* START *
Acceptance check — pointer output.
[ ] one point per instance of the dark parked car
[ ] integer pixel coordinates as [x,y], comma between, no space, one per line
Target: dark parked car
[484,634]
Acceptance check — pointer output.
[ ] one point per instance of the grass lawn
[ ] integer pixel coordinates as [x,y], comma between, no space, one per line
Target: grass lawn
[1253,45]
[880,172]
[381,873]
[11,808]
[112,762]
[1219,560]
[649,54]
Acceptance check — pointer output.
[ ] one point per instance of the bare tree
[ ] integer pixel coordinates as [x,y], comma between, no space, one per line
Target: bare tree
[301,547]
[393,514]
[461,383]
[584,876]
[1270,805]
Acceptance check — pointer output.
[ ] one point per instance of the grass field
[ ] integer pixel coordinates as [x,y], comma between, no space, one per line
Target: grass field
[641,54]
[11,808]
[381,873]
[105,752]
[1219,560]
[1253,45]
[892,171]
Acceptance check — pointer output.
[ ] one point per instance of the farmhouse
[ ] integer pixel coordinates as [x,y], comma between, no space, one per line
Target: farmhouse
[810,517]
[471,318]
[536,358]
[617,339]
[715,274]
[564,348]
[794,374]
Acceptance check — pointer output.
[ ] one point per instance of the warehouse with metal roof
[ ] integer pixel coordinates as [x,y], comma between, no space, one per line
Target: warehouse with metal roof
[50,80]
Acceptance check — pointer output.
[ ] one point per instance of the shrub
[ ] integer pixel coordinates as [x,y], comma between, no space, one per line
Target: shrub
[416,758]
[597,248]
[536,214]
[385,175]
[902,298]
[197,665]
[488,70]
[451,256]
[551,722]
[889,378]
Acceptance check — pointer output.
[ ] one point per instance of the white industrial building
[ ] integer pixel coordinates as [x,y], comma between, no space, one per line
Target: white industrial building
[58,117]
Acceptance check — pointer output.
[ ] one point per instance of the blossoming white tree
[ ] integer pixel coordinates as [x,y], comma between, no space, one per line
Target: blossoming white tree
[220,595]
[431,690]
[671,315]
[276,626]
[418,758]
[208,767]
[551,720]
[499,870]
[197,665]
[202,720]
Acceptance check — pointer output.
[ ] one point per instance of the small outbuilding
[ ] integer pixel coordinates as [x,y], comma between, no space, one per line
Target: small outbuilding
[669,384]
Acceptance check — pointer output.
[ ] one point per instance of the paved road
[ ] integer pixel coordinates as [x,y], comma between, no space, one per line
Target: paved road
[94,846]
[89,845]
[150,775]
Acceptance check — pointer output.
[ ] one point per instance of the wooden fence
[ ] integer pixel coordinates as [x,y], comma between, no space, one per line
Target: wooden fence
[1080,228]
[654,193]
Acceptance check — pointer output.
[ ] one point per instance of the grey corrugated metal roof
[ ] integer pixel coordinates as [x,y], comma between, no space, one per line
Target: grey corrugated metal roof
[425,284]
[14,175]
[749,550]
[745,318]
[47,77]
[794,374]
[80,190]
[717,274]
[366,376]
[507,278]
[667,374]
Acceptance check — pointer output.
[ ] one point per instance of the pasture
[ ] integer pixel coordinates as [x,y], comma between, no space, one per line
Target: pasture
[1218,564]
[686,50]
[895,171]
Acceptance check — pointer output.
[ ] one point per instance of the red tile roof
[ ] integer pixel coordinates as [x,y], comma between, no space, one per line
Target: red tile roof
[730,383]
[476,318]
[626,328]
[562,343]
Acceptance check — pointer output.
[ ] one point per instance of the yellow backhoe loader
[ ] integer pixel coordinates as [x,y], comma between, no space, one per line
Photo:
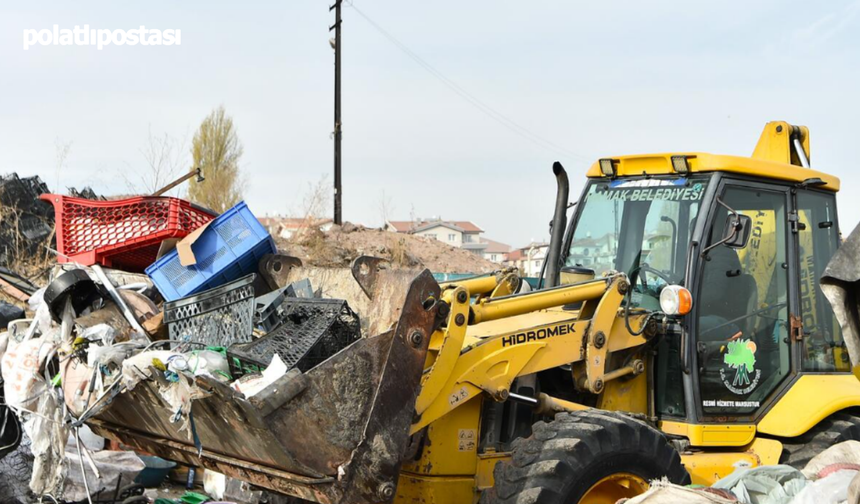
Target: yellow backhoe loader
[680,331]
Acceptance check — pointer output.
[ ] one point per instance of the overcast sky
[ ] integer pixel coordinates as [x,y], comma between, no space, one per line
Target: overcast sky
[582,80]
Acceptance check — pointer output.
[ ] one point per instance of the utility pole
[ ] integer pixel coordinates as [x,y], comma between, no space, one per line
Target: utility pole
[338,190]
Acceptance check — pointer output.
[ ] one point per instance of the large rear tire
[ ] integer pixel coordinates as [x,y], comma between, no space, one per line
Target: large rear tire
[834,429]
[588,457]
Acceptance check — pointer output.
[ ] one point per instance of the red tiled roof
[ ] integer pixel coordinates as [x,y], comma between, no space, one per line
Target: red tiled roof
[515,255]
[495,247]
[407,226]
[292,223]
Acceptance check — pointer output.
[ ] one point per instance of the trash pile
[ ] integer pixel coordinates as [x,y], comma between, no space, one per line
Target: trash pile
[151,289]
[831,477]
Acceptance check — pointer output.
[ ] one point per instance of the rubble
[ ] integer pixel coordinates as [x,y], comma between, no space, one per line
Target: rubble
[341,244]
[95,334]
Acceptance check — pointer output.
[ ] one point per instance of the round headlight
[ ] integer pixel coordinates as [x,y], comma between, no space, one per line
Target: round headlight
[676,300]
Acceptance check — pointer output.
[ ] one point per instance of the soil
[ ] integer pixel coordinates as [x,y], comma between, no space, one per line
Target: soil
[339,246]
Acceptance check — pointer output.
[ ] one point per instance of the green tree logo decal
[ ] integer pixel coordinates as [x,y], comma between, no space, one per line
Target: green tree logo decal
[740,356]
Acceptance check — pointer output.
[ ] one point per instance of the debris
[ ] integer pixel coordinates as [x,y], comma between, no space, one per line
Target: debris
[846,452]
[124,234]
[228,248]
[114,468]
[764,485]
[252,384]
[8,313]
[154,471]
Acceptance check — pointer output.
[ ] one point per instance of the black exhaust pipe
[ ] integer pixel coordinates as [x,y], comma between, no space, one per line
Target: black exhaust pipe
[559,224]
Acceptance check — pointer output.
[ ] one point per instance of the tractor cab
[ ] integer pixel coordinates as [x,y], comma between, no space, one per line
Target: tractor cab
[725,252]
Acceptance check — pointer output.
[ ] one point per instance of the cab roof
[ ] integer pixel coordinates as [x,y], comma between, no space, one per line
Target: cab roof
[702,162]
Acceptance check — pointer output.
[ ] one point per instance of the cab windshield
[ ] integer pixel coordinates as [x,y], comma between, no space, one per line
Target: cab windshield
[641,227]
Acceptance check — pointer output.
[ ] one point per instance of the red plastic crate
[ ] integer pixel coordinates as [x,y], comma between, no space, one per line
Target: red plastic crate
[122,234]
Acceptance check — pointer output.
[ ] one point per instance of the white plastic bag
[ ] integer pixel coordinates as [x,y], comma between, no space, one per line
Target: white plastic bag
[830,490]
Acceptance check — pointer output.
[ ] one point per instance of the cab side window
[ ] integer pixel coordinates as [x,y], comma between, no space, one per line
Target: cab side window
[817,237]
[742,337]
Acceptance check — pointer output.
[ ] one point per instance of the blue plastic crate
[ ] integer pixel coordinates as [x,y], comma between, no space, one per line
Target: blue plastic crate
[231,247]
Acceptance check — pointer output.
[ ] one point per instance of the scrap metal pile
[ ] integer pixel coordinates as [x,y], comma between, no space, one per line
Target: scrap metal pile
[161,297]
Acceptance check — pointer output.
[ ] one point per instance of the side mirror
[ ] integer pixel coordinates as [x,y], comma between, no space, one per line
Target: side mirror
[737,231]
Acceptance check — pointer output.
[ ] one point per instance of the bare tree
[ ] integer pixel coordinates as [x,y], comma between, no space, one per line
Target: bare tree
[216,149]
[166,159]
[61,155]
[316,200]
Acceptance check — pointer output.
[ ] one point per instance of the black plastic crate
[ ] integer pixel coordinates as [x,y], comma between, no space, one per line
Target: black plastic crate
[311,331]
[221,316]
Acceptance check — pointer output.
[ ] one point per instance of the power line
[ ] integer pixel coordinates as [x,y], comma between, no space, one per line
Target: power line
[472,99]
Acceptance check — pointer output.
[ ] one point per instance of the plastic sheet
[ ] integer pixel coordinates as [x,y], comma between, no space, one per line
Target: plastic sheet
[764,485]
[830,490]
[112,465]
* END *
▸ Written instruction
Repeat the data exactly in full, omitting its pictures.

▸ Result
Acceptance check — pointer output.
[ ] one point per instance of the dark parked car
[ ] integer pixel coordinates as [x,y], comma between, no space, one per line
Target: dark parked car
[484,634]
Acceptance check — pointer output.
[ ] one point per instance of the grass lawn
[ ] integer pixel coordinates as [x,y], comma between, no space, one per line
Target: grass lawn
[1253,45]
[880,172]
[381,873]
[11,808]
[112,762]
[1219,560]
[649,54]
Acceptance check — pointer output.
[ ] one point per instance of the bare tree
[ ] integer pixel coordinates as [x,y], comma between, no space, one per line
Target: bare tree
[301,547]
[393,514]
[461,383]
[584,876]
[1270,805]
Acceptance check — pointer output.
[ ] one point per instance of the grass field
[ ] integer pixel coordinates as [x,y], comma between, no space, one per line
Target: grass field
[641,54]
[11,808]
[381,873]
[105,752]
[1219,560]
[1253,45]
[892,171]
Acceptance check — pointer output.
[ ] one point per instance of the farmhouse
[ ] integer pixel coordinates as [x,y], comma between, no space, one per line
Target: farmhouse
[810,517]
[471,318]
[536,358]
[617,339]
[715,274]
[564,348]
[794,374]
Acceptance check — pointer output.
[ ] one point per instance of the warehouse with metal roof
[ ] integer pixel coordinates as [x,y], comma between, no space, one per line
Target: warehouse with metal roof
[50,80]
Acceptance check — pointer output.
[ ] one point per instance of the shrub
[ ] integer pixel coordinates as [x,y], comma between, no space, one per line
Target: shrub
[416,758]
[597,248]
[536,214]
[385,175]
[902,298]
[197,665]
[488,70]
[451,256]
[551,722]
[889,378]
Acceptance check — pointer output.
[ ] one point per instance of the white industrial building
[ ] integer pixel coordinates as [x,y], comma between, no space, one per line
Target: white industrial building
[58,117]
Acceptance check — pointer output.
[ ] one point per instance of the blossoming white tree
[ ] integer pixel coordinates as [x,y], comma between, no space, one per line
Target: blossoming white tree
[220,595]
[431,690]
[671,315]
[276,626]
[418,758]
[208,767]
[551,720]
[499,870]
[197,665]
[202,720]
Acceptance check — pointer output.
[ ] one point per instance of the small outbuilding
[ ] integer pixel coordinates as [x,y], comma between, no space, one per line
Target: small outbuilding
[669,384]
Acceptance check — pointer output.
[ ] one point per instance of the paved road
[ ] integer pixel coordinates as [x,y], comma between, no space, one per line
Target: paved road
[94,846]
[89,845]
[150,775]
Acceptance check — pointer output.
[ ] one point per instance of the wooden fence
[ ] integer pixel coordinates as [x,y], comma between, no space, one per line
Target: wooden fence
[1080,228]
[654,193]
Acceptance check — pointer output.
[ ] one point per instance of the grey corrugated metal roof
[ ] integer pixel coordinates as [x,y], comma between, no space, one per line
Target: grey corrugated metal roof
[425,284]
[14,175]
[749,550]
[745,318]
[47,77]
[794,374]
[80,190]
[717,274]
[366,376]
[507,278]
[667,374]
Acceptance check — pointer output.
[ ] one point per instance of the pasture
[ ] integer pixel coordinates as [x,y], comma between, no space, one per line
Target: pasture
[1218,564]
[686,50]
[895,171]
Acceptance check — pointer output.
[ ] one point per instance of the red tile roof
[ ] integer pixel coordinates as [x,y], comma between, no space, one per line
Target: red tile roof
[730,383]
[476,318]
[626,328]
[562,343]
Acceptance check — pointer output.
[ ] one point per instance of the yellow backhoe loader
[ ] integer pixel coordinates as [x,y], comma between, no space, one per line
Photo:
Target: yellow backhoe loader
[680,331]
Acceptance check — pointer output.
[ ] one point per instance of the overcast sky
[ ] integer pixel coordinates as [x,y], comma between, no space, one per line
Target: overcast sky
[582,80]
Acceptance check — pointer output.
[ ] one point per instance of the utility pole
[ ] integer pixel coordinates as [x,y], comma between, no space, one per line
Target: utility pole
[338,190]
Acceptance check — pointer output.
[ ] one point per instance of the large rear tire
[ ] integer pixel coordinates as [x,y], comma between, no space, one per line
Target: large rear tire
[834,429]
[588,457]
Acceptance check — pointer output.
[ ] one point per instance of the red tiled roof
[ ] integer pixel coordinates as [x,y], comma between, no space, one per line
Target: red tiled roof
[515,255]
[495,247]
[407,226]
[292,223]
Acceptance check — pointer output.
[ ] one point per instance of the trash pile
[ ] integer pixel coordinates as [x,y], comma between, no space, one per line
Target: trash pile
[151,289]
[831,477]
Acceptance check — pointer output.
[ ] one point per instance of the rubble
[ ] integer pixel coordinates as [x,y], comma between, no space, one per line
Target: rubble
[341,244]
[95,334]
Acceptance check — pointer output.
[ ] one point per instance of the round headlight
[ ] integer pixel coordinates as [x,y], comma between, no space, one per line
Target: round headlight
[676,300]
Acceptance check — pointer output.
[ ] one point per instance of the soil
[ ] integer pixel coordinates as [x,y], comma between, no space, one per line
Target: soil
[339,246]
Acceptance check — pointer output.
[ ] one point per instance of the green tree logo decal
[ ] integer pixel coordinates as [x,y], comma between, no space, one per line
Target: green tree logo decal
[740,356]
Acceptance check — pointer output.
[ ] one point per instance of the debris
[ ] integer pixel coordinates as [x,y], comma between, no space, one per line
Target: debris
[846,452]
[124,234]
[228,248]
[114,468]
[764,485]
[252,384]
[8,313]
[154,471]
Acceptance check — pointer output.
[ ] one point per instance of the black exhaust pipe
[ ] integer pixel coordinates as [x,y], comma between, no space, one per line
Target: black exhaust pipe
[559,224]
Acceptance check — pointer output.
[ ] one point per instance of the tractor cab
[ ] integer pixel coordinates as [x,y], comma between, no space, one per line
Target: tractor cab
[725,252]
Acceptance check — pointer output.
[ ] one point per instance of the cab roof
[ ] integer pixel coordinates as [x,y], comma between, no space, one per line
Target: cab roof
[702,162]
Acceptance check — pointer output.
[ ] one point per instance of the cab windshield
[ ] integer pixel coordinates as [x,y], comma between, no space, one per line
Target: cab windshield
[641,227]
Acceptance check — pointer output.
[ ] one point per instance of the red plastic crate
[ ] integer pixel coordinates as [x,y], comma between, no space, one per line
Target: red plastic crate
[122,234]
Acceptance check — pointer output.
[ ] one point per instance of the white plastic bag
[ ] integer pixel coordinates as [x,y], comma between, no space, one per line
Target: white plastic bag
[830,490]
Acceptance check — pointer output.
[ ] one point per instance of the cab side window
[ ] integer pixel coordinates as [x,y], comma between, no space, one per line
Target: cab side window
[817,237]
[742,337]
Acceptance check — pointer output.
[ ] one point per instance of the blue plastic crate
[ ] integer pixel coordinates as [x,y], comma between, no space, one per line
Target: blue plastic crate
[231,247]
Acceptance check — pointer output.
[ ] one point per instance of the scrap metal pile
[ ] integer pixel coordinates as [x,y], comma between, no space, one per line
Target: scrap metal pile
[161,297]
Acceptance check — pointer output.
[ ] one point per instance of the side mirror
[ ] integer pixel coordinates as [x,y], comma between, no space, one per line
Target: side mirror
[737,231]
Acceptance check — pointer output.
[ ] one point per instance of the bare tree
[ ] integer pixel coordinates as [x,y], comma between, no space, one per line
Target: bare tree
[216,149]
[166,159]
[61,155]
[316,200]
Acceptance check — pointer output.
[ ] one point per instance of the black plastic crate
[ ] integer pixel coordinates as [x,y], comma between, no space, one per line
Target: black plastic crate
[311,331]
[221,316]
Acceptance check — pointer output.
[ ] one point per instance of the power line
[ ] integer pixel coordinates as [x,y], comma between, no space, one per line
Target: power line
[472,99]
Acceptance check — pointer output.
[ ] one point per instance of the plastic sheet
[ ] integer pixel coordinates as [x,y], comma between, no space, one per line
Target: plastic sheet
[764,485]
[830,490]
[112,465]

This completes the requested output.